> **RAW DATA**
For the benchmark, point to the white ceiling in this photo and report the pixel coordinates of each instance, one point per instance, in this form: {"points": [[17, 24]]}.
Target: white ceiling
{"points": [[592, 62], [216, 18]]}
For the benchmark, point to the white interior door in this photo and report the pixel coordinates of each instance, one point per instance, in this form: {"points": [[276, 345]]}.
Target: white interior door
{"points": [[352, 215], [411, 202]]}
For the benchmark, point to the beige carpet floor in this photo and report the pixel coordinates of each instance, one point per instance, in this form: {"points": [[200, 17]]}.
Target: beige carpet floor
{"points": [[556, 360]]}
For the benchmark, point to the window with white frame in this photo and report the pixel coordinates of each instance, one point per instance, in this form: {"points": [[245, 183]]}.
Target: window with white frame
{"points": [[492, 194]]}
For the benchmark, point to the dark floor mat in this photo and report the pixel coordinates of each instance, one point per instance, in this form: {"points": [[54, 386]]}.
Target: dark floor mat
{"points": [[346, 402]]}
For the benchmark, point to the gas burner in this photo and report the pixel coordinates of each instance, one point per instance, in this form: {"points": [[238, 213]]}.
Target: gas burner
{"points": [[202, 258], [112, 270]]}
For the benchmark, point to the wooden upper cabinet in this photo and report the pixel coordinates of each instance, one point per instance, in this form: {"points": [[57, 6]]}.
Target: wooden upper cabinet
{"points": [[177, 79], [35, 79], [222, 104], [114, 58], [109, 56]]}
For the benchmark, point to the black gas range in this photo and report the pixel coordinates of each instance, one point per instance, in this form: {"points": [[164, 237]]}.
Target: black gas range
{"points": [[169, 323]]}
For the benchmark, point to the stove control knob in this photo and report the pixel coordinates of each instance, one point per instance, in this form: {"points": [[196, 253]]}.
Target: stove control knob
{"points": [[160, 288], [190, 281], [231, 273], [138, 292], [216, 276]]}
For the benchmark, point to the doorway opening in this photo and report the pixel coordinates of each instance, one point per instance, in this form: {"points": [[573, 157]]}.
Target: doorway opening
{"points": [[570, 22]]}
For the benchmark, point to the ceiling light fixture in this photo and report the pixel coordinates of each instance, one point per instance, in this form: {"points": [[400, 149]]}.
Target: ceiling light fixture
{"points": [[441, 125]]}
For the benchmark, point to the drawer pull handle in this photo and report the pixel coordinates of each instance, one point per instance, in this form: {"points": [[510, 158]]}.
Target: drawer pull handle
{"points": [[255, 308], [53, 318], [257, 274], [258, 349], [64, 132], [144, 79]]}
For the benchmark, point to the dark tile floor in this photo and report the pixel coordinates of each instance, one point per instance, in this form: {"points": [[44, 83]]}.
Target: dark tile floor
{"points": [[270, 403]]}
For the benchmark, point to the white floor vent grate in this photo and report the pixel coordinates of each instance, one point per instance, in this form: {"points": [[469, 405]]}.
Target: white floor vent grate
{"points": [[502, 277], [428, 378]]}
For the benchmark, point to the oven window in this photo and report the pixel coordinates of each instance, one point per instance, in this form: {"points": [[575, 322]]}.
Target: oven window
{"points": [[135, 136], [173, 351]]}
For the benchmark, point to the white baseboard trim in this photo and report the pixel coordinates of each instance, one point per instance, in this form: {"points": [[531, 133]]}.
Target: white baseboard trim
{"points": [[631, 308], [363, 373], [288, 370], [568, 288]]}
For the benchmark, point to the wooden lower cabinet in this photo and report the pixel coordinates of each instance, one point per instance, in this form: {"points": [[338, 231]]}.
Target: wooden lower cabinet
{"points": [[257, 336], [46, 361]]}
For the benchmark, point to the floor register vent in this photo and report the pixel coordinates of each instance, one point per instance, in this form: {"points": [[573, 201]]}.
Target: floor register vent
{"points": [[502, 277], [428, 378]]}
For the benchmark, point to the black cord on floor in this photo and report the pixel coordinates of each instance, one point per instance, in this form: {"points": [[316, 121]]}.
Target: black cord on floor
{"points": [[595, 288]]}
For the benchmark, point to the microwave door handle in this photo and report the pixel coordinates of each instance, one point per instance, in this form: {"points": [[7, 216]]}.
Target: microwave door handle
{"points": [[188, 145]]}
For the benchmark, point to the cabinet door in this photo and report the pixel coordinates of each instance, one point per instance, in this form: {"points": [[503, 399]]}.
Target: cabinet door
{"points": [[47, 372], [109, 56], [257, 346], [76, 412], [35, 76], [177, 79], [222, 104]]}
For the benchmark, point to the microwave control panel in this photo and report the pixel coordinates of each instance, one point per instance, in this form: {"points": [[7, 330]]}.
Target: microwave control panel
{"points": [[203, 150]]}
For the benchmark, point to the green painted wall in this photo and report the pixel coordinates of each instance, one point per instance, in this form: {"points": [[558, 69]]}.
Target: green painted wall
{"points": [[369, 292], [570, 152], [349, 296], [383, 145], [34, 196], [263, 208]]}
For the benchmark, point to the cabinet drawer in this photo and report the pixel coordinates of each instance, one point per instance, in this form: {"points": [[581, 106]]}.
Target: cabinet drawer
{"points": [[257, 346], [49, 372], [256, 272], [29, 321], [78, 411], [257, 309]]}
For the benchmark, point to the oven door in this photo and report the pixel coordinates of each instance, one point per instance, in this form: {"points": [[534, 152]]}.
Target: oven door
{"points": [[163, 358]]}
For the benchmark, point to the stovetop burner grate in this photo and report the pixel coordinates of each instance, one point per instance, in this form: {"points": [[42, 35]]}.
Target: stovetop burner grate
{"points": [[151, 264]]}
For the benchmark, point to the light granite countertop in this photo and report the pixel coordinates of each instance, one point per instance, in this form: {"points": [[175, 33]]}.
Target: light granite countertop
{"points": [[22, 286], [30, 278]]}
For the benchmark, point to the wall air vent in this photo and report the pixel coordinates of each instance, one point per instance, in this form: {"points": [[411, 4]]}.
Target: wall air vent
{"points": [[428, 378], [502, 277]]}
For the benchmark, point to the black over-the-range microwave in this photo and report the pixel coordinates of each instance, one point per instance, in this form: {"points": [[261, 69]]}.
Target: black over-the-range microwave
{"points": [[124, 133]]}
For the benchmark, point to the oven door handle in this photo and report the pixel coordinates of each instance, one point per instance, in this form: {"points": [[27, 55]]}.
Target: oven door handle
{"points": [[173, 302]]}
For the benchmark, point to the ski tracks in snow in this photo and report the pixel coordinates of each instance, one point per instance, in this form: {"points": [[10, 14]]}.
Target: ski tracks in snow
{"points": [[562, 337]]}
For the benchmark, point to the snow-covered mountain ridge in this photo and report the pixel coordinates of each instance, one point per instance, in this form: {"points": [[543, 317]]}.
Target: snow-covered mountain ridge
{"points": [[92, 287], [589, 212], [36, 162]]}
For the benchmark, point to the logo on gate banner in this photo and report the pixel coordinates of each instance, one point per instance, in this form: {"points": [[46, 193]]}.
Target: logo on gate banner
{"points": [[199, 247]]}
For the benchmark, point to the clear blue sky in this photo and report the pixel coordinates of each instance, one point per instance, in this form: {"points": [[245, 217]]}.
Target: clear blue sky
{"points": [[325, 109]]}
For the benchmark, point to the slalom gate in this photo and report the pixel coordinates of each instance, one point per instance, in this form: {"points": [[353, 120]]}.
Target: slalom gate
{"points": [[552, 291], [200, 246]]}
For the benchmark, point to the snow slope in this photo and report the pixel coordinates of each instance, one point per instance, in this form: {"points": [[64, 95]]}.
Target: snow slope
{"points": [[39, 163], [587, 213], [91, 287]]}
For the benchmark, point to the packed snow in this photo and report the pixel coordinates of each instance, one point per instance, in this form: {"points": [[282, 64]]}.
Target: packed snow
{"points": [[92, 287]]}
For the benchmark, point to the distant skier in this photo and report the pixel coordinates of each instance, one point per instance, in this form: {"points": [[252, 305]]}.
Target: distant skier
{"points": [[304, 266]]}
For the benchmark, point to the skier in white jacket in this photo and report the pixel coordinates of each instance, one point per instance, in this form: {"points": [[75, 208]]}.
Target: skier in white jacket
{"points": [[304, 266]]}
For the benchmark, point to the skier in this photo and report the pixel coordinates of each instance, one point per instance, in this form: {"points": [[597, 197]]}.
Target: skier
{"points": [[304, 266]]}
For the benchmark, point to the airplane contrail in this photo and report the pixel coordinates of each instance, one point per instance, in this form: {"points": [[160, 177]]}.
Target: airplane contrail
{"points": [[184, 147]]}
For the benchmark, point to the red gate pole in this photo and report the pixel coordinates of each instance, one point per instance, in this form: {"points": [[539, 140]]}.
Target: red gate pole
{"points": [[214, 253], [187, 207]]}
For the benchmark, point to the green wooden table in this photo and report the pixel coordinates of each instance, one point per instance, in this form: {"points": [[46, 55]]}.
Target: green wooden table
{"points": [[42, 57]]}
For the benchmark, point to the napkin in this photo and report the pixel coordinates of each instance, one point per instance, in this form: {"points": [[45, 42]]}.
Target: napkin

> **DIRECTIVE**
In the records above, find the line containing "For the benchmark, point to the red"; please retype it and every line after it through the last line, exactly and with nothing else.

> **RESULT**
For the benchmark, point to the red gate pole in this photo and report the pixel coordinates of each instance, one point per instance, in this form: {"points": [[539, 140]]}.
Target: red gate pole
{"points": [[214, 253], [187, 207]]}
For the benchmark, point to the green wooden table in this photo and report the pixel coordinates of each instance, one point per instance, in this form: {"points": [[46, 55]]}.
Target: green wooden table
{"points": [[42, 57]]}
For the benchmark, point to the napkin in this photo and report the pixel coordinates of each instance, one point per instance, in this form: {"points": [[45, 42]]}.
Target: napkin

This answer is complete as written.